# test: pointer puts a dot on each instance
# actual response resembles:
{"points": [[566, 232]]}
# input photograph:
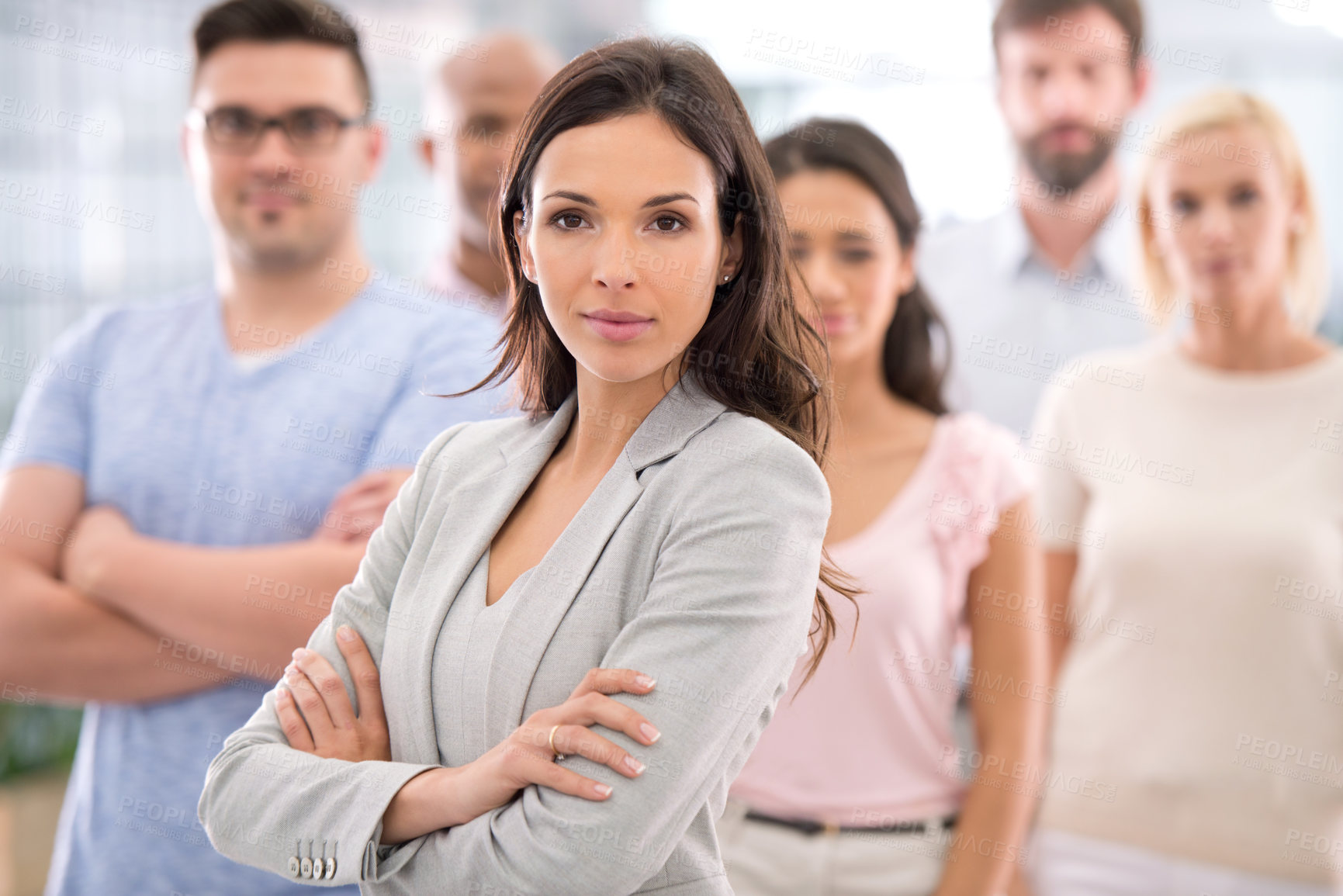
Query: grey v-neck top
{"points": [[462, 660]]}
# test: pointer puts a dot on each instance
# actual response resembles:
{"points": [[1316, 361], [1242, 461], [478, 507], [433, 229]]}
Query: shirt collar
{"points": [[1109, 249]]}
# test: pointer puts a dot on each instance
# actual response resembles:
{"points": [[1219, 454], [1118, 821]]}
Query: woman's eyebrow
{"points": [[663, 199], [571, 196]]}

---+---

What you will do:
Arrange every line of the rows above as a Markdown table with the columns "No." and "Line", numbering the lines in order and skipping any blank ones. Leave the pictures out of the table.

Problem solution:
| No. | Line |
|---|---|
| 1 | # test: pointer puts a dot on each instance |
| 2 | # actual response resembles: |
| 3 | {"points": [[566, 232]]} |
| 4 | # input photograph: |
| 5 | Query: grey v-neck top |
| 6 | {"points": [[462, 660]]} |
| 7 | # test: pointer puts a dot on each instance |
| 8 | # actual response resembles: |
| 9 | {"points": [[1316, 361], [1242, 461], [478, 507], [433, 229]]} |
| 10 | Query: shirt collar |
| 11 | {"points": [[1109, 249]]} |
| 12 | # test: pointer puts a dot on each instance |
| 13 | # actual response resembles: |
| 14 | {"points": [[1219, 454], [1118, 821]]} |
| 15 | Query: woman's eyebrow |
| 16 | {"points": [[663, 199], [571, 196]]} |